Pointing and labeling entries:
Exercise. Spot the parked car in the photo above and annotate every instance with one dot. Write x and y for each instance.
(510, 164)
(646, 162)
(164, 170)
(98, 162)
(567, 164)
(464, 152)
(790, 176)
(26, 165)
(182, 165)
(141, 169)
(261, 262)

**Work instructions:**
Retype the listing above word for word, keeping every line and coordinate unchanged.

**Expected answer:**
Exercise. Spot the parked car in the photo above and annotate every instance with one dot. Write x and y for each instance.
(510, 164)
(646, 162)
(164, 170)
(98, 162)
(567, 164)
(464, 152)
(790, 176)
(26, 165)
(182, 165)
(141, 169)
(261, 262)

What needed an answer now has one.